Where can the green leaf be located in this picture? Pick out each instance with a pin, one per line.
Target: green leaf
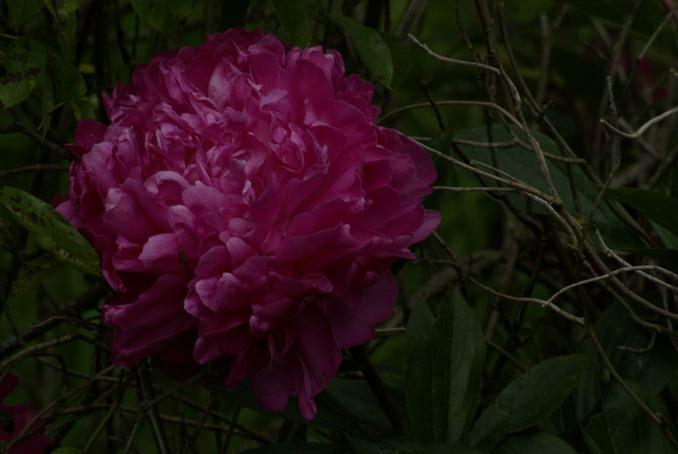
(21, 10)
(163, 15)
(373, 52)
(579, 405)
(298, 448)
(24, 62)
(529, 399)
(420, 349)
(68, 82)
(51, 231)
(32, 273)
(623, 428)
(296, 23)
(405, 446)
(652, 369)
(537, 443)
(658, 207)
(521, 163)
(444, 364)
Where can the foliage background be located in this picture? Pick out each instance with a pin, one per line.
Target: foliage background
(562, 198)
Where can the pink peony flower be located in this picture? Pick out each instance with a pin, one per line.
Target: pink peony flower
(247, 207)
(13, 420)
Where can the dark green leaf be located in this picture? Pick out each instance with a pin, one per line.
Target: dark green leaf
(298, 448)
(68, 82)
(373, 52)
(68, 451)
(579, 405)
(652, 369)
(656, 206)
(24, 62)
(521, 163)
(21, 10)
(360, 446)
(624, 428)
(529, 400)
(163, 15)
(444, 371)
(420, 342)
(51, 231)
(296, 23)
(32, 273)
(537, 443)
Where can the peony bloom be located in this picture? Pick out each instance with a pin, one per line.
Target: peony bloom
(247, 208)
(13, 420)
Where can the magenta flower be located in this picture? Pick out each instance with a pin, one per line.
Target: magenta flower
(13, 420)
(247, 207)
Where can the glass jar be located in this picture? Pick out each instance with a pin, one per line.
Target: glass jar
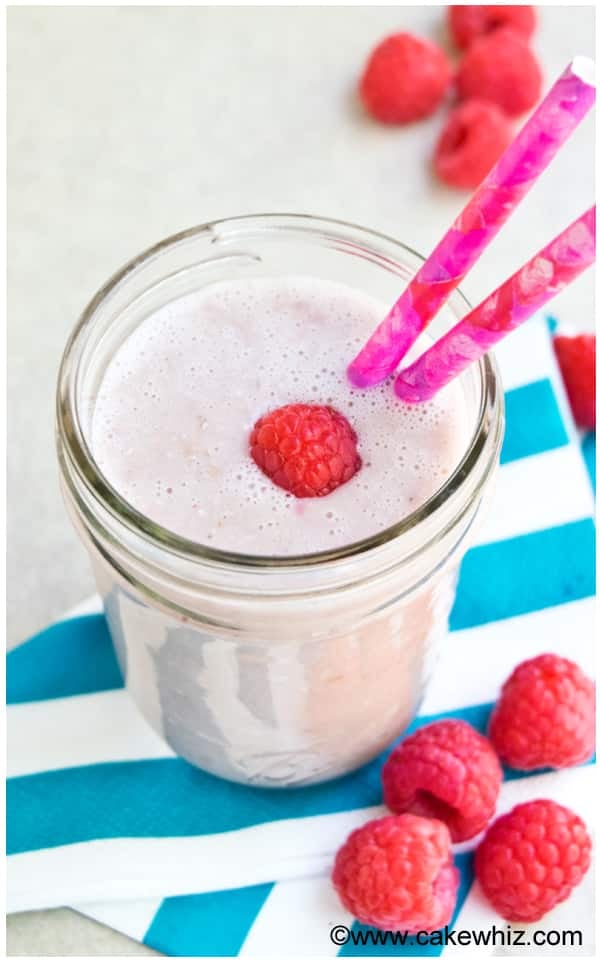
(270, 671)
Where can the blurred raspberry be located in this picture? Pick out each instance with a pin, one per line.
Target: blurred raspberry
(476, 134)
(531, 859)
(577, 360)
(397, 874)
(405, 79)
(502, 68)
(545, 716)
(471, 21)
(445, 770)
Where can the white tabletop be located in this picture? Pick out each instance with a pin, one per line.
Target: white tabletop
(127, 124)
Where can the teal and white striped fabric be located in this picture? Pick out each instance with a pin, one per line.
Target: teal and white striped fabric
(102, 816)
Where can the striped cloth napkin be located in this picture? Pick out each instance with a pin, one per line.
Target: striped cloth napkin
(103, 817)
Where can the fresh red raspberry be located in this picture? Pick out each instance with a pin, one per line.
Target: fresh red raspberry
(405, 79)
(545, 715)
(308, 449)
(445, 770)
(531, 859)
(471, 21)
(397, 874)
(476, 134)
(577, 360)
(501, 67)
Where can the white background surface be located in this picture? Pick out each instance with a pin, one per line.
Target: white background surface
(126, 124)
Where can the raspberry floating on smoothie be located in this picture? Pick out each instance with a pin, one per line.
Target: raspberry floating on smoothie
(307, 449)
(397, 873)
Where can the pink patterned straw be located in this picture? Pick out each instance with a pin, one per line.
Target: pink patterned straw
(525, 159)
(555, 266)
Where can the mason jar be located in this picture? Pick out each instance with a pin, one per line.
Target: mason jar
(272, 671)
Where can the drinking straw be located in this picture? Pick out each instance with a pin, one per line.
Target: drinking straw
(557, 116)
(555, 266)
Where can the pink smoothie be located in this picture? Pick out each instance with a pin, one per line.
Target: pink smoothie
(179, 398)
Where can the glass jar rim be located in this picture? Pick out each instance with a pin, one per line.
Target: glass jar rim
(72, 437)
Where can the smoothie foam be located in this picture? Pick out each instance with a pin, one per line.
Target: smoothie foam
(178, 400)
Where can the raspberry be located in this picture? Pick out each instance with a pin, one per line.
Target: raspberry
(545, 715)
(500, 67)
(397, 874)
(577, 360)
(405, 79)
(447, 771)
(472, 21)
(531, 859)
(476, 134)
(307, 449)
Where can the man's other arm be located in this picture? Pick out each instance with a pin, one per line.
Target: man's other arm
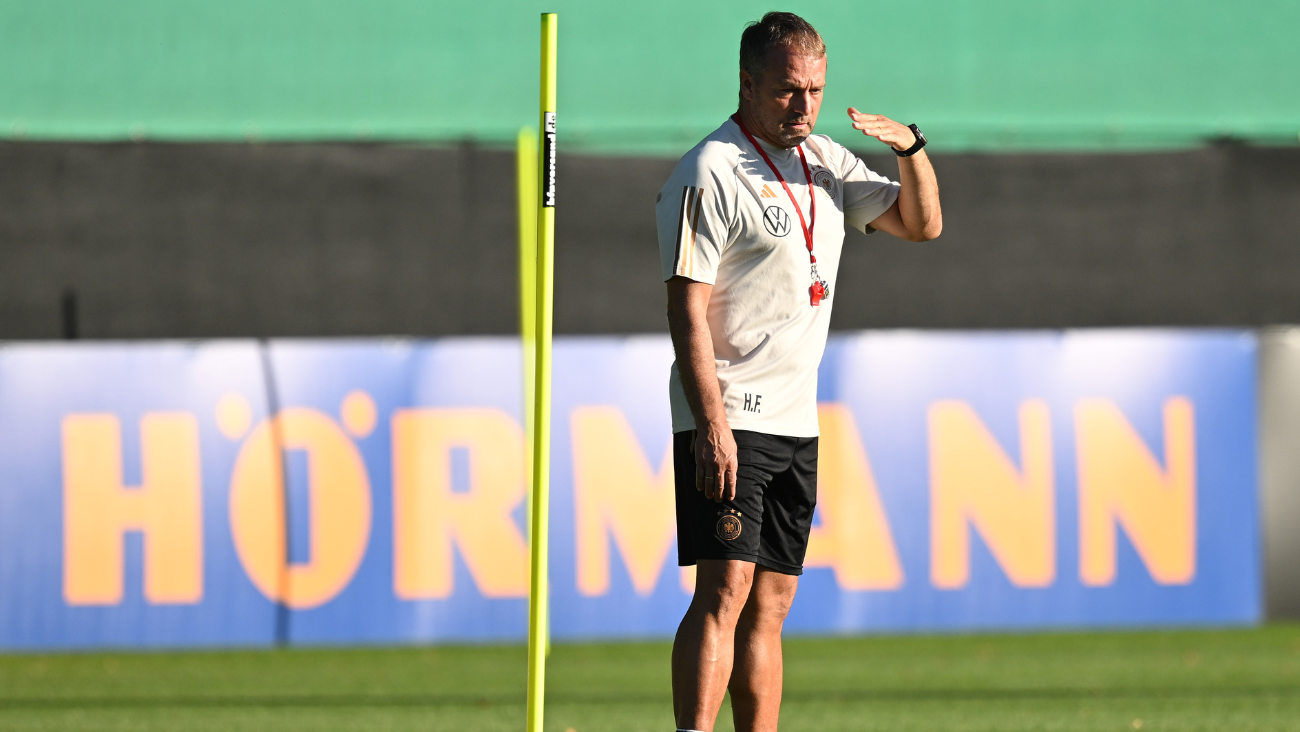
(915, 216)
(693, 343)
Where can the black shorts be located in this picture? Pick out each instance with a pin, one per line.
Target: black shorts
(771, 516)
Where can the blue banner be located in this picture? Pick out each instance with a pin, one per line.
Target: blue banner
(342, 492)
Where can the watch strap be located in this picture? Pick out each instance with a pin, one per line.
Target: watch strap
(915, 147)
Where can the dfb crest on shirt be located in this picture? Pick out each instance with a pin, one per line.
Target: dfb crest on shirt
(776, 221)
(824, 180)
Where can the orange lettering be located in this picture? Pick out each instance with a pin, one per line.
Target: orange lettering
(854, 536)
(339, 515)
(168, 509)
(1119, 481)
(973, 481)
(616, 490)
(428, 515)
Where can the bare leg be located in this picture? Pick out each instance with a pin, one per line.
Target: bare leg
(755, 681)
(702, 652)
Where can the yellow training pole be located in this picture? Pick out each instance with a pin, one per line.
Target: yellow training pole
(525, 181)
(538, 601)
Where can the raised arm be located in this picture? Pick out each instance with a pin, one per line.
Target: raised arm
(915, 216)
(692, 341)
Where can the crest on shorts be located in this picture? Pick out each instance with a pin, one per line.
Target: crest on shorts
(729, 525)
(826, 180)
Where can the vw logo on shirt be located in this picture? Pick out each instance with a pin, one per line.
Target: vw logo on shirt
(776, 221)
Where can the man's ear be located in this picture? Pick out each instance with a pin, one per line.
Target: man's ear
(746, 86)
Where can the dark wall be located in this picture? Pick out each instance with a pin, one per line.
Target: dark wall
(198, 241)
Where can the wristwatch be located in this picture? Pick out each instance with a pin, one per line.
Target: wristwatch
(921, 142)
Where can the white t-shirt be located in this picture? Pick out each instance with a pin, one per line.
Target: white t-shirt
(726, 220)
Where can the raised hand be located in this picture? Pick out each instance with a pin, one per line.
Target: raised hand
(895, 134)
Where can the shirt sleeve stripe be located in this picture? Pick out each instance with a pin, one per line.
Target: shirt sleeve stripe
(677, 264)
(694, 228)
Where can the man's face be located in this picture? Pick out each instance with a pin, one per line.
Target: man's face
(785, 99)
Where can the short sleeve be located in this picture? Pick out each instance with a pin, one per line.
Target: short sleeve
(866, 193)
(692, 216)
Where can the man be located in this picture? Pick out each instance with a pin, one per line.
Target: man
(750, 228)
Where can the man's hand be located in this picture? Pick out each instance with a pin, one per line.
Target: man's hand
(895, 134)
(715, 462)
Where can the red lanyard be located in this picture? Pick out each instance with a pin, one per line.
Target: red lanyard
(807, 228)
(819, 289)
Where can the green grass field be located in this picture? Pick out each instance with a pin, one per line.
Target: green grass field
(1188, 680)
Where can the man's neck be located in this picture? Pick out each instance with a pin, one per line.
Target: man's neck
(754, 129)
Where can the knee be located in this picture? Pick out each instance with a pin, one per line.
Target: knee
(726, 596)
(771, 605)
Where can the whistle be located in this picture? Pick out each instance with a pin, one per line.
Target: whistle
(815, 293)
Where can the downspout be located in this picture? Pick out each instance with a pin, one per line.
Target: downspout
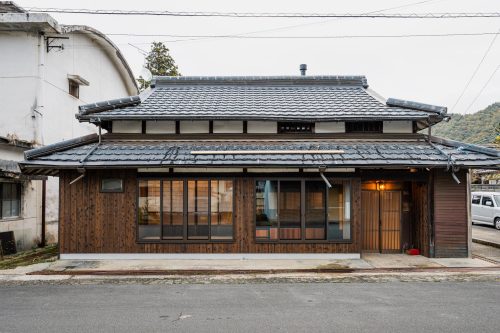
(450, 162)
(37, 118)
(82, 161)
(44, 201)
(38, 109)
(322, 169)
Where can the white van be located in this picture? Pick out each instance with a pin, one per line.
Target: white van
(486, 208)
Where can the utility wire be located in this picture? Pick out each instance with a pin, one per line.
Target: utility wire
(475, 71)
(265, 15)
(309, 36)
(482, 89)
(288, 27)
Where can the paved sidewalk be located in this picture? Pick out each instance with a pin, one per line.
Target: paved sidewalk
(371, 266)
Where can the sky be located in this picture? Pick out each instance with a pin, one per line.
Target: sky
(432, 70)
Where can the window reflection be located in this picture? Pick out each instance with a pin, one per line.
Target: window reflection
(315, 209)
(173, 206)
(266, 209)
(289, 213)
(198, 209)
(221, 201)
(149, 209)
(327, 211)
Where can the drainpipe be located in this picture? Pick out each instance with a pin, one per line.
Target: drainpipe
(38, 109)
(44, 200)
(322, 169)
(37, 117)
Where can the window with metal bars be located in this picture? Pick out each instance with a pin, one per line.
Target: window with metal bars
(295, 127)
(363, 127)
(10, 200)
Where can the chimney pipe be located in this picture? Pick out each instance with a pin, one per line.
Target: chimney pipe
(303, 69)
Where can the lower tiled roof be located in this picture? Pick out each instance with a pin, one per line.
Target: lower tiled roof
(165, 153)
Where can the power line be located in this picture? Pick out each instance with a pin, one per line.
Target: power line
(307, 36)
(265, 15)
(475, 70)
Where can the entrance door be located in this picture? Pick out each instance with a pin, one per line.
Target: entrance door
(381, 220)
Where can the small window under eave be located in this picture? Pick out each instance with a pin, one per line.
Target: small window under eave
(75, 81)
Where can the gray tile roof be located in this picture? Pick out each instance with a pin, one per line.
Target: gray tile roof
(267, 98)
(179, 153)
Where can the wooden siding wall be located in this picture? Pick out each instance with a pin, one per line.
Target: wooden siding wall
(95, 222)
(420, 230)
(450, 215)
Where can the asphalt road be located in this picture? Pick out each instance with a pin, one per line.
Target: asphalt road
(313, 307)
(486, 233)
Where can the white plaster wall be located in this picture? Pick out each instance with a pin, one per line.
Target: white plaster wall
(127, 126)
(160, 127)
(398, 126)
(262, 127)
(20, 83)
(329, 127)
(194, 126)
(228, 126)
(27, 227)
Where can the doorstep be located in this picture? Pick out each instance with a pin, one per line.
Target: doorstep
(209, 256)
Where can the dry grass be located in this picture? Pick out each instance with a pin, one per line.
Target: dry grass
(30, 257)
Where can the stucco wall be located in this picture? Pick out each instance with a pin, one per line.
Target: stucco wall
(32, 79)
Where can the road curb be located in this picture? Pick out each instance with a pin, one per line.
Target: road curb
(485, 242)
(193, 272)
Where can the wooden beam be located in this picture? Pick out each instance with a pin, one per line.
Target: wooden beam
(253, 152)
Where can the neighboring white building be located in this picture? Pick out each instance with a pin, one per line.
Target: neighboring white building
(46, 71)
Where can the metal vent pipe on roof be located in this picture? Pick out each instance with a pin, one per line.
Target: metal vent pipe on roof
(303, 69)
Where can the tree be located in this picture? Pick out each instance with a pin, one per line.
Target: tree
(159, 62)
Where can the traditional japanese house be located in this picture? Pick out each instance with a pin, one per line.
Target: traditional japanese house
(314, 166)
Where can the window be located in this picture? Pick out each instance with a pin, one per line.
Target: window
(295, 210)
(487, 201)
(294, 127)
(189, 210)
(363, 127)
(476, 199)
(74, 89)
(10, 200)
(112, 185)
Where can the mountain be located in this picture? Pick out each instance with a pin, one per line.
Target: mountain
(482, 127)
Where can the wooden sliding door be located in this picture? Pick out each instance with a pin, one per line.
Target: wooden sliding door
(381, 221)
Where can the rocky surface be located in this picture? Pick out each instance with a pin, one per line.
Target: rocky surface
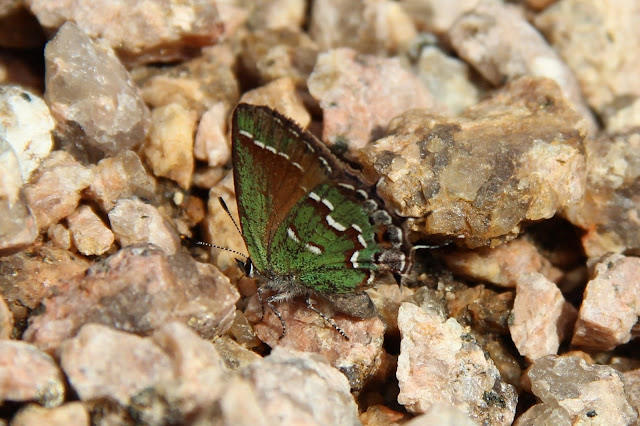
(91, 95)
(28, 374)
(347, 84)
(157, 30)
(437, 364)
(598, 41)
(570, 391)
(610, 208)
(137, 289)
(520, 152)
(502, 134)
(611, 304)
(541, 318)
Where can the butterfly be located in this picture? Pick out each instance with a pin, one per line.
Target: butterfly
(313, 228)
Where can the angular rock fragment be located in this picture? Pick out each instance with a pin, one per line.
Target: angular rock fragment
(610, 210)
(348, 84)
(502, 46)
(152, 31)
(90, 235)
(314, 393)
(270, 54)
(17, 223)
(502, 265)
(611, 304)
(599, 42)
(169, 148)
(121, 177)
(104, 363)
(478, 178)
(55, 188)
(137, 290)
(541, 318)
(573, 391)
(134, 222)
(92, 97)
(26, 124)
(367, 26)
(438, 365)
(69, 414)
(197, 84)
(29, 276)
(358, 358)
(27, 374)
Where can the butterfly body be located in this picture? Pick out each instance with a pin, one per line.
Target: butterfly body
(312, 227)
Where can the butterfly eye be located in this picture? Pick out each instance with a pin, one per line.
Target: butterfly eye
(381, 217)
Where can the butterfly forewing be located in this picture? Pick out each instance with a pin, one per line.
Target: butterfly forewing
(305, 216)
(327, 241)
(274, 166)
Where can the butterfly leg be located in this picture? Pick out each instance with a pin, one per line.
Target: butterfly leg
(261, 300)
(326, 318)
(270, 302)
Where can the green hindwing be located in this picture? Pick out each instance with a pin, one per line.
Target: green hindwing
(327, 242)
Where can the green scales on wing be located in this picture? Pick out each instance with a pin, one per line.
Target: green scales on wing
(311, 226)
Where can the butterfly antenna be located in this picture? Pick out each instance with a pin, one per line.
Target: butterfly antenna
(226, 209)
(202, 243)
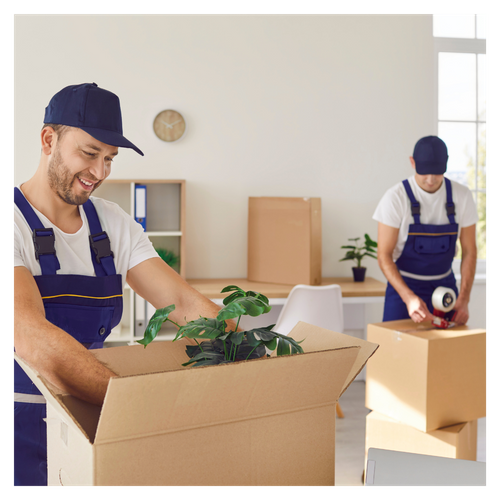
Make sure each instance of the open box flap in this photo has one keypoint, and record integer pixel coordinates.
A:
(190, 398)
(79, 414)
(318, 339)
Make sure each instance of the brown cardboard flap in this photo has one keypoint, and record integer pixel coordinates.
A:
(317, 339)
(85, 418)
(189, 398)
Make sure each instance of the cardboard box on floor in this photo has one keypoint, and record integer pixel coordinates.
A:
(428, 378)
(260, 423)
(284, 240)
(455, 441)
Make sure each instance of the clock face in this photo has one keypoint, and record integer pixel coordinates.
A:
(169, 125)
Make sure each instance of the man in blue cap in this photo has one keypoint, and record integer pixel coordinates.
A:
(420, 221)
(71, 256)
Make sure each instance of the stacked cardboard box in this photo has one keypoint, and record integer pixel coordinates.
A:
(263, 423)
(427, 387)
(284, 240)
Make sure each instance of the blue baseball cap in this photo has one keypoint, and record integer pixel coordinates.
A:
(92, 109)
(430, 155)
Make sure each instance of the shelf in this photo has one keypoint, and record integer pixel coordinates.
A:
(165, 226)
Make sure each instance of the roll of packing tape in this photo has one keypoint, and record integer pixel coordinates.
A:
(443, 299)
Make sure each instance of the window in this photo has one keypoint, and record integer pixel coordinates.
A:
(461, 47)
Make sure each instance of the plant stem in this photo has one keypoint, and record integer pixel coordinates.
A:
(178, 326)
(251, 352)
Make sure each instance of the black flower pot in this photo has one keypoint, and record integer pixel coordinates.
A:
----
* **Exercise**
Write out exactly and only the lines that run from the start of the data above through the line containing "Where can the dark green", leaving the pictures out.

* **Reply to the exercise**
Where can the green leaf be located in this picture? Pick out each instance with a pin, one per line.
Target: green leaf
(21, 10)
(163, 15)
(373, 52)
(579, 405)
(298, 448)
(24, 62)
(529, 399)
(420, 349)
(68, 82)
(51, 231)
(32, 273)
(623, 428)
(296, 23)
(405, 446)
(652, 369)
(537, 443)
(658, 207)
(521, 163)
(444, 364)
Where can the foliage background be located in this picture? Pick out each instance with a pin, one per line.
Target: foliage background
(562, 198)
Where can the pink peony flower be located in this picture? Pick out each instance with a pin, one per line.
Target: pink peony flower
(247, 207)
(13, 420)
Where can the dark green leaf be located in this picture? Pick out each instance with a pin, one per line.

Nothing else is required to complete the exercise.